- [Text segment]:
+++

Distribution of the Vanishing Correlation Coefficient (rho=0) and Related Functions

Description

The above functions describe the distribution of the Pearson correlation coefficient r assuming that there is no correlation present (rho = 0).

Note that the distribution has only a single parameter: the degree of freedom kappa, which is equal to the inverse of the variance of the distribution.

The theoretical value of kappa depends both on the sample size n and the number p of considered variables. If a simple correlation coefficient between two variables (p=2) is considered the degree of freedom equals kappa = n-1. However, if a partial correlation coefficient is considered (conditioned on p-2 remaining variables) the degree of freedom is kappa = n-1-(p-2) = n-p+1.

Usage

dcor0(x, kappa, log=FALSE)
pcor0(q, kappa, lower.tail=TRUE, log.p=FALSE)
qcor0(p, kappa, lower.tail=TRUE, log.p=FALSE)
rcor0(n, kappa)

+++

- [Records for this task]:

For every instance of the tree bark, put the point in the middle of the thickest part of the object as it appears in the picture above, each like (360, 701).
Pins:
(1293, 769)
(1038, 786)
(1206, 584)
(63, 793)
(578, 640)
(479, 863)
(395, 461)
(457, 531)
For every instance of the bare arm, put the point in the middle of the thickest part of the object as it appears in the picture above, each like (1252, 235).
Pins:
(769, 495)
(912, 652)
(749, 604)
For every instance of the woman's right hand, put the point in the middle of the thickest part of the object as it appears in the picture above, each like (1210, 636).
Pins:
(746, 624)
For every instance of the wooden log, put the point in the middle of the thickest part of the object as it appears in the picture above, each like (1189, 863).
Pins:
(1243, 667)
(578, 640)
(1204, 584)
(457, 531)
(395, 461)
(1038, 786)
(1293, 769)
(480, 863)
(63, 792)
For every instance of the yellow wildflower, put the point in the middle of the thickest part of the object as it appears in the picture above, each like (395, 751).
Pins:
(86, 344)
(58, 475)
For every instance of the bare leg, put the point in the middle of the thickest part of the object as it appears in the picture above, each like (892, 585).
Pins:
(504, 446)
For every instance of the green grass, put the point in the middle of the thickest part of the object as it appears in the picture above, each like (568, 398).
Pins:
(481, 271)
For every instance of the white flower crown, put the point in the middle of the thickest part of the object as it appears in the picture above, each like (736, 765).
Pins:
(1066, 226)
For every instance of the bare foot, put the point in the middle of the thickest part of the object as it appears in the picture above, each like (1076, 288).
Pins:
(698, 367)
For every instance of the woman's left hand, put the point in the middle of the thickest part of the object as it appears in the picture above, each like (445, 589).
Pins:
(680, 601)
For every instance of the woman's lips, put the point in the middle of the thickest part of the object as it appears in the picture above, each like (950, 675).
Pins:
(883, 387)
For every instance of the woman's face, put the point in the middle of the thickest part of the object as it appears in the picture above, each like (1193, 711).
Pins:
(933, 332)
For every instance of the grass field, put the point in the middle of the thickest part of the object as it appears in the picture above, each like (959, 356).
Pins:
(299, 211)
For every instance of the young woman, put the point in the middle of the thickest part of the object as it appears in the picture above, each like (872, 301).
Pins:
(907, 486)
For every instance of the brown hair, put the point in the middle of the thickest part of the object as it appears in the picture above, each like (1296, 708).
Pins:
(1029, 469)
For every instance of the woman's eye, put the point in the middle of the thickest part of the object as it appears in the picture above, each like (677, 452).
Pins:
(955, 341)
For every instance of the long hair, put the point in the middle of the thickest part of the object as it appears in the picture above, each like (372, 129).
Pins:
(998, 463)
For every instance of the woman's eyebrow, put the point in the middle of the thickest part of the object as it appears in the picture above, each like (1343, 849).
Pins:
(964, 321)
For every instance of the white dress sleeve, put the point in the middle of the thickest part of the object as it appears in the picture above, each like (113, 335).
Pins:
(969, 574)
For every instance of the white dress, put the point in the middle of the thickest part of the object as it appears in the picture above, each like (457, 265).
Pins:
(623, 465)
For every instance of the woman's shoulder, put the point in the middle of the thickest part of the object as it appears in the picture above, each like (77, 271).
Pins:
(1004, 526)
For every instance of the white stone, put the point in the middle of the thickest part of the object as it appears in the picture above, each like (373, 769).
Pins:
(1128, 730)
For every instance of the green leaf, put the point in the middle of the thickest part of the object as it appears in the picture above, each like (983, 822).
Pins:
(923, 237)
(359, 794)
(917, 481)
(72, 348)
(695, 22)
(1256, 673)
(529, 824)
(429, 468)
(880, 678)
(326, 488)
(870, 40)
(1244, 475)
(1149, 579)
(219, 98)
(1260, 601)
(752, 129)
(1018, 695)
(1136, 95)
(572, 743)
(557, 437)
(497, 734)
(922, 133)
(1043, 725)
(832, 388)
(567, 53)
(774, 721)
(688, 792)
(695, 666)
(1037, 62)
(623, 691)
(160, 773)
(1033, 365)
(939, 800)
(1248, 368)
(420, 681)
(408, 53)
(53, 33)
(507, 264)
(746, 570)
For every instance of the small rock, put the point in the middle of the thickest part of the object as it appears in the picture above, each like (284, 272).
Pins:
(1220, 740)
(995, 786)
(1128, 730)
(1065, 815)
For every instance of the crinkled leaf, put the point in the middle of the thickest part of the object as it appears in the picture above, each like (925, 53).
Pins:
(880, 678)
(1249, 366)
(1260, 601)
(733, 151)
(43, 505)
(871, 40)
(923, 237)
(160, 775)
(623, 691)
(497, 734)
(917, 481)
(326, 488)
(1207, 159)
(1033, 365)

+++

- [Exercise instructions]:
**A.** Reproduce the records from the line containing "For every instance of the small" through the end of the records, including both ends.
**B.** Continue the text on the distribution of the vanishing correlation coefficient from the point where it stops.

- [Per-task answers]:
**A.**
For every instance of the small rock, put the point in the middle of the thickest part of the object as it appears in the picture above, each like (284, 272).
Pins:
(1220, 740)
(995, 786)
(1128, 730)
(1065, 815)
For every instance of the crinkled leaf, put the point in the middle of the thickest part of the object as it appears in the picture above, each like (925, 53).
Pins:
(880, 678)
(1249, 366)
(1260, 601)
(733, 151)
(43, 505)
(871, 40)
(923, 237)
(160, 775)
(623, 691)
(497, 734)
(917, 481)
(326, 488)
(1207, 159)
(1033, 365)

**B.**
Arguments

Details

For density and distribution functions as well as a corresponding random number generator of the correlation coefficient for arbitrary non-vanishing correlation rho please refer to the SuppDists package by Bob Wheeler bwheeler@echip.com (available on CRAN). Note that the parameter N in his dPearson function corresponds to N=kappa+1.

Value

dcor0 gives the density, pcor0 gives the distribution function, qcor0 gives the quantile function, and rcor0 generates random deviates.

Author(s)

Korbinian Strimmer (https://strimmerlab.github.io).

See Also

cor.

Examples

# load fdrtool library
library("fdrtool")

# distribution of r for various degrees of freedom
x = seq(-1,1,0.01)
y1 = dcor0(x, kappa=7)
y2 = dcor0(x, kappa=15)
plot(x,y2,type="l", xlab="r", ylab="pdf",
  xlim=c(-1,1), ylim=c(0,2))
lines(x,y1)

# simulated data
r = rcor0(1000, kappa=7)
hist(r, freq=FALSE, 
  xlim=c(-1,1), ylim=c(0,5))
lines(x,y1,type="l")

# distribution function
pcor0(-0.2, kappa=15)